Your task is to copy all of the entries exactly as they are given.

- **EXTRACTED ENTRIES**
──────────────────────────────

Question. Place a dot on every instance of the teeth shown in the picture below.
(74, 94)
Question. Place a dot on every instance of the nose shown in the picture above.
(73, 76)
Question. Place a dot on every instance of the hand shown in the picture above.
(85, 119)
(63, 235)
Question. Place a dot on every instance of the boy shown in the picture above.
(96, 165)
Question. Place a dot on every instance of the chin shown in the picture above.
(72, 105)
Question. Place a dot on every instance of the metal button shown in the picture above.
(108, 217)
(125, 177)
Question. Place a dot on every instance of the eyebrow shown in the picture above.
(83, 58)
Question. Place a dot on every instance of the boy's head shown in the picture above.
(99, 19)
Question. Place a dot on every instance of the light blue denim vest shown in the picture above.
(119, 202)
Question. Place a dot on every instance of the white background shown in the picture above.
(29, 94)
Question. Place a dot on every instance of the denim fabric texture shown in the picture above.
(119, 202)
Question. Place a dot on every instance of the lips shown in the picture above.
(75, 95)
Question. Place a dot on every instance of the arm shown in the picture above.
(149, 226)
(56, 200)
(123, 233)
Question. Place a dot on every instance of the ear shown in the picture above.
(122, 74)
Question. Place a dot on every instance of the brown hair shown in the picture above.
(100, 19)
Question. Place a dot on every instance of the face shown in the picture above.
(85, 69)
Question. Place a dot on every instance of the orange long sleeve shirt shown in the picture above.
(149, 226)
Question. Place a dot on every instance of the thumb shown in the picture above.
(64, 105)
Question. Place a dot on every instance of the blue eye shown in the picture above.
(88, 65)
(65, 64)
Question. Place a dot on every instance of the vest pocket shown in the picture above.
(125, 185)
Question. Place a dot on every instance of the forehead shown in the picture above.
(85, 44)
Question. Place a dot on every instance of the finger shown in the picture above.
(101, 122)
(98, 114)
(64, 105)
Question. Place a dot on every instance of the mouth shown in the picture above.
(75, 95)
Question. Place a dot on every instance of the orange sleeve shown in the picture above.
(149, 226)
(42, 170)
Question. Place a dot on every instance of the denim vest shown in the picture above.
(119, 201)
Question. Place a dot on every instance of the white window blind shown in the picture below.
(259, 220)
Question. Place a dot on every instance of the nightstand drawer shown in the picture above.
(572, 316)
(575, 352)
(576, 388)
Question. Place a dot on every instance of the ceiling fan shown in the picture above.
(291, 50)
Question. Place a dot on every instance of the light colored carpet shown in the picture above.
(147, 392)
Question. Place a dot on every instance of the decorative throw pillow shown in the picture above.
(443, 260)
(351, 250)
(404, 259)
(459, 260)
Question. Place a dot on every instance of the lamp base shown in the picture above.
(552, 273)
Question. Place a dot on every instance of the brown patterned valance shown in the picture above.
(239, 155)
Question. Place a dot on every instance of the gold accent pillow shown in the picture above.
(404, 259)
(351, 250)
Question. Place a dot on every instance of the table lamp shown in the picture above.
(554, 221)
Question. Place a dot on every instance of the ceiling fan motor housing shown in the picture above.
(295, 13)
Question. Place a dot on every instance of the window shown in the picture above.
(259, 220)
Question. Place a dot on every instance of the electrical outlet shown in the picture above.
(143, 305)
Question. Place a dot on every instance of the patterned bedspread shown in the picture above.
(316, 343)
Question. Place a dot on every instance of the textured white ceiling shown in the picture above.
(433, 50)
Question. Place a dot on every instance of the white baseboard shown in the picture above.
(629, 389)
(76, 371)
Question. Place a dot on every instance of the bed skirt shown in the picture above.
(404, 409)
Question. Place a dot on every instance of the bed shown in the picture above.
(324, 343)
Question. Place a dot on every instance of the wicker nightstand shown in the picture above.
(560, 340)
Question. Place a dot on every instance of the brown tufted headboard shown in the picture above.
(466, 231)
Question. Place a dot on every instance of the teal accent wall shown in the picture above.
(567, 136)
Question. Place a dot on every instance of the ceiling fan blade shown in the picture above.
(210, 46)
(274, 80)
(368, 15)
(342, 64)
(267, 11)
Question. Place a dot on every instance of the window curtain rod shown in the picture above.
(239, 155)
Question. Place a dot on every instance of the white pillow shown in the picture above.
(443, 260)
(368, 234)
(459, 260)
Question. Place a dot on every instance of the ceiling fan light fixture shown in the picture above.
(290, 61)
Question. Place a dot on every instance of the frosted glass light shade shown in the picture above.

──────────────────────────────

- **RESPONSE AREA**
Question. Place a dot on every instance of the teeth shown in the picture below.
(74, 94)
Question. Place a dot on every instance of the nose shown in the picture above.
(73, 76)
Question. Place a dot on every instance of the hand shown in the picture above.
(85, 119)
(63, 235)
Question. Place a dot on every instance of the boy shown in the picture above.
(96, 165)
Question. Place a dot on every instance of the chin shown in the picture above.
(72, 105)
Question. Place a dot on every instance of the metal button shown in the picture above.
(108, 217)
(125, 177)
Question. Place a dot on every instance of the eyebrow shown in the picture above.
(83, 58)
Question. Place a dot on every instance of the boy's head shown in the picture above.
(99, 19)
Question. Place a dot on every instance of the light blue denim vest shown in the picture above.
(119, 202)
Question. Place a dot on every instance of the white background shown in the picture above.
(29, 94)
Question. Place a dot on every instance of the denim fabric texture shown in the picture above.
(119, 202)
Question. Place a dot on every instance of the lips shown in the picture above.
(75, 95)
Question. Place a dot on every instance of the arm shown in the picture above.
(149, 226)
(56, 200)
(123, 233)
Question. Place a dot on every instance of the ear shown in the picture above.
(122, 74)
Question. Place a dot on every instance of the brown hair shown in the picture above.
(100, 19)
Question. Place a dot on every instance of the face shown in the picture above.
(85, 69)
Question. Place a dot on every instance of the orange long sleeve shirt shown in the picture above.
(149, 226)
Question. Place a dot on every instance of the thumb shown in the picture above.
(64, 105)
Question. Place a dot on every instance of the blue eye shown in the picture above.
(88, 65)
(65, 64)
Question. Place a dot on every instance of the vest pocket shown in the picture above.
(125, 185)
Question. Place a dot on every instance of the forehead shown in the picture above.
(85, 44)
Question. Place a dot on every instance of the finger shown in the picture above.
(101, 122)
(98, 114)
(64, 105)
Question. Place a dot on every instance of the mouth shown in the picture above.
(75, 95)
Question. Place a dot on every instance of the orange sleeve shown in the picture above.
(149, 226)
(42, 170)
Question. Place a dot on every instance of the denim vest shown in the picture above.
(119, 201)
Question. Place a dot on every instance of the white window blind shown in the picture below.
(259, 220)
Question. Place a dot on every instance of the nightstand drawer shown in the picture above.
(572, 316)
(575, 352)
(576, 388)
Question. Place a dot on every instance of the ceiling fan shown in the picture above.
(291, 50)
Question. Place a dot on every instance of the light colored carpet shown in the picture above.
(147, 392)
Question. Place a dot on every instance of the decorative throw pillow shown in the picture above.
(443, 260)
(351, 250)
(404, 259)
(459, 260)
Question. Place a dot on every instance of the lamp base shown in the picture above.
(552, 273)
Question. Place a dot on every instance of the brown patterned valance shown in the picture above.
(239, 155)
Question. Place a dot on every instance of the gold accent pillow shown in the picture above.
(404, 259)
(351, 250)
Question. Place a dot on every instance of the table lamp shown in the picture above.
(554, 221)
Question. Place a dot on every instance of the ceiling fan motor housing shown in the picture above.
(295, 13)
Question. Place a dot on every instance of the window shown in the picture above.
(259, 220)
Question. Place a dot on every instance of the electrical outlet shown in the picture above.
(143, 305)
Question. Place a dot on every instance of the patterned bedspread shown in the picture above.
(316, 343)
Question. Place a dot on every instance of the textured white ceiling shown in the picture above.
(433, 50)
Question. Place a dot on every instance of the white baseboard shown in the picture above.
(629, 389)
(76, 371)
Question. Place a dot on every instance of the bed skirt shown in the picture above.
(404, 409)
Question. Place a dot on every instance of the bed shown in the picture above.
(324, 343)
Question. Place a dot on every instance of the wicker nightstand shown in the picture above.
(560, 340)
Question. Place a dot on every instance of the brown tufted headboard shown in the picture above.
(466, 231)
Question. Place a dot on every instance of the teal accent wall shown in the picture above.
(567, 136)
Question. Place a dot on every instance of the ceiling fan blade shown in the picture above.
(210, 46)
(274, 80)
(368, 15)
(342, 64)
(267, 11)
Question. Place a dot on every instance of the window curtain rod shown in the picture above.
(239, 155)
Question. Place a dot on every instance of the white pillow shown in the picture above.
(443, 260)
(368, 234)
(459, 260)
Question. Place a dot on every instance of the ceiling fan light fixture shown in the picture above.
(290, 61)
Question. Place a dot on every instance of the frosted glass light shade shown in the picture above.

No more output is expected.